Set task> Turn the lines below into a JSON list of strings, one string per line, skipping any blank lines.

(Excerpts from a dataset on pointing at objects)
════════════════════

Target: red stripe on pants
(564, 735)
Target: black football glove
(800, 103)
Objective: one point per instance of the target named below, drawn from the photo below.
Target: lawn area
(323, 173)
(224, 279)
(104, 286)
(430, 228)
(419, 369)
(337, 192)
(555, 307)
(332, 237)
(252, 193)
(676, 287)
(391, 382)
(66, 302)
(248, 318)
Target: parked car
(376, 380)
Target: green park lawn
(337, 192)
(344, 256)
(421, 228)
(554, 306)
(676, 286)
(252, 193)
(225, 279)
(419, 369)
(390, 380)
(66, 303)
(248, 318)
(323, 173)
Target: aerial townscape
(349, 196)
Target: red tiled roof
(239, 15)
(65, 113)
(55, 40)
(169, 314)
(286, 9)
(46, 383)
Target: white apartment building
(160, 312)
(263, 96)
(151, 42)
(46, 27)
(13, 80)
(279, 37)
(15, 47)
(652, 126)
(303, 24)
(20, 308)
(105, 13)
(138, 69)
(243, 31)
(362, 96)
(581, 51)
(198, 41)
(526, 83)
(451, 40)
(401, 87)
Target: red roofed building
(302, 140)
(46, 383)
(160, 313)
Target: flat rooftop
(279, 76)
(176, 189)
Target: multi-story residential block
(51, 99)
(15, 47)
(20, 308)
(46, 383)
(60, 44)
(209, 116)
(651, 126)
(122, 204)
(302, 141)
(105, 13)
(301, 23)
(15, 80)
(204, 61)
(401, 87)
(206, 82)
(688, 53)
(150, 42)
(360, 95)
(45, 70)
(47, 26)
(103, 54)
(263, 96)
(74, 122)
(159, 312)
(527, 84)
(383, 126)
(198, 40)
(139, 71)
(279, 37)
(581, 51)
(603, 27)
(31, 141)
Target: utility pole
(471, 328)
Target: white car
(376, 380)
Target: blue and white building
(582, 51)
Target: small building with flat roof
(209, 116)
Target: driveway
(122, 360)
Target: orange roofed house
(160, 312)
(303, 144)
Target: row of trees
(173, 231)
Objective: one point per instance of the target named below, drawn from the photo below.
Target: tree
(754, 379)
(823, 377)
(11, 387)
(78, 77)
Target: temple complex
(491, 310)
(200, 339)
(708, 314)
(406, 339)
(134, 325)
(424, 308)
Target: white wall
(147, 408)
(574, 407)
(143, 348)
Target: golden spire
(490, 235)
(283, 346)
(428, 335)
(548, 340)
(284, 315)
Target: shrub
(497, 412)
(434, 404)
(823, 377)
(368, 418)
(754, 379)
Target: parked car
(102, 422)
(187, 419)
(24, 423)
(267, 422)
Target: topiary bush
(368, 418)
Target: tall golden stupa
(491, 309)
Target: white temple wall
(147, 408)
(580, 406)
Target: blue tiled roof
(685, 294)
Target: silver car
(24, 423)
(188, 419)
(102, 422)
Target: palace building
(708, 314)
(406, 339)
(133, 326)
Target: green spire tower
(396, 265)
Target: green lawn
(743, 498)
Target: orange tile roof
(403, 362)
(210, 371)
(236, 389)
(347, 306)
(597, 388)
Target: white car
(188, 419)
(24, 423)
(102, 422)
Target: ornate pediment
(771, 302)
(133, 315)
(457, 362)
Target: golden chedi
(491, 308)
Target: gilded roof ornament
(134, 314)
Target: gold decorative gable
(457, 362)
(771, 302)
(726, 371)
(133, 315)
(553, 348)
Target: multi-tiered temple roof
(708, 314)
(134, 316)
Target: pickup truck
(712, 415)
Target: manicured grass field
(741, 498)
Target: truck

════════════════════

Exercise response>
[
  "Target: red stripe on pants",
  "(564, 735)",
  "Target: black football glove",
  "(800, 103)",
  "Objective: one point per instance of the target named below, drawn from the photo below.",
  "Target: lawn area",
  "(323, 173)",
  "(224, 279)",
  "(104, 286)",
  "(430, 228)",
  "(419, 369)",
  "(337, 192)",
  "(555, 307)",
  "(332, 237)",
  "(252, 193)",
  "(676, 287)",
  "(391, 382)",
  "(66, 302)",
  "(248, 318)",
  "Target: parked car",
  "(376, 380)",
  "Target: green park lawn",
  "(337, 192)",
  "(344, 256)",
  "(421, 228)",
  "(554, 306)",
  "(676, 286)",
  "(252, 193)",
  "(225, 279)",
  "(419, 369)",
  "(390, 380)",
  "(66, 303)",
  "(248, 318)",
  "(323, 173)",
  "Target: aerial townscape",
  "(349, 196)",
  "Target: red tiled roof",
  "(239, 15)",
  "(65, 113)",
  "(55, 40)",
  "(169, 314)",
  "(286, 9)",
  "(46, 383)",
  "Target: white apartment building",
  "(160, 312)",
  "(263, 96)",
  "(151, 42)",
  "(46, 27)",
  "(13, 80)",
  "(279, 37)",
  "(15, 47)",
  "(652, 126)",
  "(303, 24)",
  "(20, 308)",
  "(105, 13)",
  "(138, 69)",
  "(243, 31)",
  "(362, 96)",
  "(581, 51)",
  "(198, 41)",
  "(526, 83)",
  "(451, 40)",
  "(401, 87)",
  "Target: red roofed building",
  "(302, 140)",
  "(46, 383)",
  "(160, 313)",
  "Target: flat rooftop",
  "(279, 76)",
  "(176, 189)",
  "Target: multi-story residential block",
  "(51, 99)",
  "(15, 47)",
  "(20, 308)",
  "(46, 383)",
  "(60, 44)",
  "(209, 116)",
  "(651, 126)",
  "(122, 204)",
  "(302, 141)",
  "(105, 13)",
  "(301, 23)",
  "(15, 80)",
  "(204, 61)",
  "(401, 87)",
  "(206, 82)",
  "(688, 53)",
  "(150, 42)",
  "(360, 95)",
  "(45, 70)",
  "(47, 26)",
  "(103, 54)",
  "(263, 96)",
  "(74, 122)",
  "(159, 312)",
  "(527, 84)",
  "(383, 126)",
  "(198, 40)",
  "(139, 71)",
  "(279, 37)",
  "(581, 51)",
  "(603, 27)",
  "(31, 141)",
  "Target: utility pole",
  "(471, 328)",
  "Target: white car",
  "(376, 380)",
  "Target: blue and white building",
  "(582, 51)",
  "Target: small building with flat roof",
  "(209, 116)",
  "Target: driveway",
  "(122, 360)",
  "Target: orange roofed house",
  "(160, 312)",
  "(303, 144)",
  "Target: row of trees",
  "(173, 231)",
  "Objective: one point per instance of the target named below, drawn from the photo below.",
  "Target: tree",
  "(754, 379)",
  "(823, 377)",
  "(11, 387)",
  "(78, 77)",
  "Target: temple complex",
  "(491, 310)",
  "(200, 339)",
  "(708, 314)",
  "(406, 339)",
  "(134, 325)",
  "(424, 308)",
  "Target: white wall",
  "(147, 408)",
  "(574, 407)",
  "(143, 348)",
  "Target: golden spire",
  "(490, 235)",
  "(283, 346)",
  "(428, 335)",
  "(548, 340)",
  "(284, 315)",
  "Target: shrub",
  "(497, 412)",
  "(434, 404)",
  "(823, 377)",
  "(368, 418)",
  "(754, 379)",
  "Target: parked car",
  "(102, 422)",
  "(187, 419)",
  "(24, 423)",
  "(267, 422)",
  "Target: topiary bush",
  "(368, 418)",
  "Target: tall golden stupa",
  "(491, 309)",
  "Target: white temple wall",
  "(147, 408)",
  "(580, 406)",
  "Target: blue tiled roof",
  "(685, 294)",
  "Target: silver car",
  "(24, 423)",
  "(188, 419)",
  "(102, 422)",
  "Target: palace building",
  "(708, 314)",
  "(406, 339)",
  "(133, 326)",
  "Target: green spire tower",
  "(396, 265)",
  "Target: green lawn",
  "(743, 498)",
  "Target: orange tile roof",
  "(403, 362)",
  "(210, 371)",
  "(236, 389)",
  "(347, 306)",
  "(597, 388)",
  "Target: white car",
  "(188, 419)",
  "(24, 423)",
  "(102, 422)",
  "Target: ornate pediment",
  "(771, 302)",
  "(133, 315)",
  "(457, 362)",
  "Target: golden chedi",
  "(491, 308)",
  "Target: gilded roof ornament",
  "(134, 314)",
  "Target: gold decorative gable",
  "(457, 362)",
  "(771, 302)",
  "(726, 371)",
  "(133, 315)",
  "(553, 348)",
  "Target: multi-tiered temple roof",
  "(708, 314)",
  "(134, 316)",
  "Target: pickup truck",
  "(712, 415)",
  "Target: manicured grass field",
  "(741, 498)",
  "Target: truck"
]